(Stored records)
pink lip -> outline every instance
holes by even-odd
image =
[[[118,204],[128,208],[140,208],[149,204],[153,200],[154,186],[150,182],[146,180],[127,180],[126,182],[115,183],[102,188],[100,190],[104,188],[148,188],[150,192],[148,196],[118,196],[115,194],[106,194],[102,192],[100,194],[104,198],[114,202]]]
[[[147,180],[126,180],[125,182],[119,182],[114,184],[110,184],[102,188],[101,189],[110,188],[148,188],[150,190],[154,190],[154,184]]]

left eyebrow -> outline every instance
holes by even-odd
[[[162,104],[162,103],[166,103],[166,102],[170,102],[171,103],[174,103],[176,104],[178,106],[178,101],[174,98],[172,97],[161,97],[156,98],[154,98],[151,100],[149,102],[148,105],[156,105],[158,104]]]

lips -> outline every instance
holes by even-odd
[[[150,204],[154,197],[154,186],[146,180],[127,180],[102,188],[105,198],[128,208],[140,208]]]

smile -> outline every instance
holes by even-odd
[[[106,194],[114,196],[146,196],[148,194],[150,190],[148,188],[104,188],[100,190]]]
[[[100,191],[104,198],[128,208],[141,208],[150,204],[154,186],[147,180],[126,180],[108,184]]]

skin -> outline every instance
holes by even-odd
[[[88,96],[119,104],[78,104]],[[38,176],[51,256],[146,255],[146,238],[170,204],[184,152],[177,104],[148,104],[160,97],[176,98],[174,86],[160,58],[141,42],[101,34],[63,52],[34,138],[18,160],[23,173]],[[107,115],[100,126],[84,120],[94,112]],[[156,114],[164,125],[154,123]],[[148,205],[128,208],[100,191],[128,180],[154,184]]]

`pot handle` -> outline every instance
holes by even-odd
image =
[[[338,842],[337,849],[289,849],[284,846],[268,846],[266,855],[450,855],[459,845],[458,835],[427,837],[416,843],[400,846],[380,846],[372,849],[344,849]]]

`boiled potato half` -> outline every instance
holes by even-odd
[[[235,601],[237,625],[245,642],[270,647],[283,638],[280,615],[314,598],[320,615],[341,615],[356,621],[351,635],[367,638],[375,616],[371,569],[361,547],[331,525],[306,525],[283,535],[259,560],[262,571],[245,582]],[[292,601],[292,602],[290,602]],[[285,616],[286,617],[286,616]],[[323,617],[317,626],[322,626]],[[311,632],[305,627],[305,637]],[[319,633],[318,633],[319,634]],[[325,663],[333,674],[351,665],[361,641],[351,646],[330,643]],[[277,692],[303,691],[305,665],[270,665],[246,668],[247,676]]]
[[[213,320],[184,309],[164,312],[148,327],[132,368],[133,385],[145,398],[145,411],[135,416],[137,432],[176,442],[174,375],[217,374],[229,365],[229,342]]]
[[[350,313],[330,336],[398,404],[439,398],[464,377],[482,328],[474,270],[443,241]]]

Requirement: Reproduce every line of the data above, character for character.

Task response:
pink lip -> outline every instance
holes by even-odd
image =
[[[118,204],[128,208],[140,208],[149,204],[153,200],[154,186],[150,182],[146,180],[127,180],[126,182],[115,183],[102,188],[100,190],[104,188],[148,188],[150,192],[148,196],[118,196],[115,194],[106,194],[102,192],[100,194],[104,198],[114,202]]]
[[[147,180],[126,180],[125,182],[119,182],[114,184],[110,184],[102,188],[101,189],[110,188],[148,188],[150,190],[154,190],[154,184]]]

left eyebrow -> outline every instance
holes by even-odd
[[[162,104],[162,103],[166,103],[166,102],[170,102],[171,103],[174,103],[176,104],[178,106],[178,101],[174,98],[172,97],[161,97],[156,98],[154,98],[151,100],[149,102],[148,105],[156,105],[158,104]]]

lips -> outline every instance
holes by even-odd
[[[150,204],[154,197],[154,186],[146,180],[127,180],[102,188],[105,198],[128,208],[140,208]]]

smile -> outline every instance
holes by even-odd
[[[106,194],[114,196],[146,196],[148,194],[150,190],[148,188],[104,188],[100,190]]]
[[[100,191],[104,198],[128,208],[141,208],[150,204],[154,186],[147,180],[126,180],[108,184]]]

skin -> outline every instance
holes by even-odd
[[[88,96],[119,104],[78,104]],[[38,176],[51,256],[146,255],[146,238],[170,204],[184,152],[177,104],[148,104],[160,97],[176,98],[174,86],[160,58],[141,42],[101,34],[63,52],[34,138],[18,160],[23,173]],[[107,115],[100,126],[84,120],[94,112]],[[156,114],[164,125],[154,123]],[[148,205],[128,208],[100,191],[128,180],[154,184]]]

`pot handle` -> outline every instance
holes by even-odd
image =
[[[338,842],[337,849],[289,849],[284,846],[268,846],[266,855],[450,855],[459,845],[458,835],[427,837],[416,843],[400,846],[380,846],[372,849],[344,849]]]

`boiled potato half` -> outline every instance
holes by even-odd
[[[235,601],[237,625],[245,642],[270,647],[283,638],[280,615],[314,598],[320,615],[341,615],[356,621],[351,635],[367,638],[375,616],[371,569],[361,547],[331,525],[306,525],[283,535],[259,560],[262,571],[245,582]],[[292,601],[292,602],[290,602]],[[285,616],[286,617],[286,616]],[[323,617],[317,626],[322,626]],[[311,632],[305,627],[305,637]],[[319,633],[318,633],[319,634]],[[325,663],[333,674],[351,665],[361,641],[351,646],[330,643]],[[277,692],[303,691],[305,665],[270,665],[246,668],[247,676]]]
[[[213,320],[184,309],[164,312],[148,327],[132,368],[133,385],[145,398],[145,411],[135,416],[137,432],[176,442],[174,375],[217,374],[229,365],[229,342]]]
[[[350,313],[330,336],[398,404],[439,398],[464,377],[482,328],[474,270],[443,241]]]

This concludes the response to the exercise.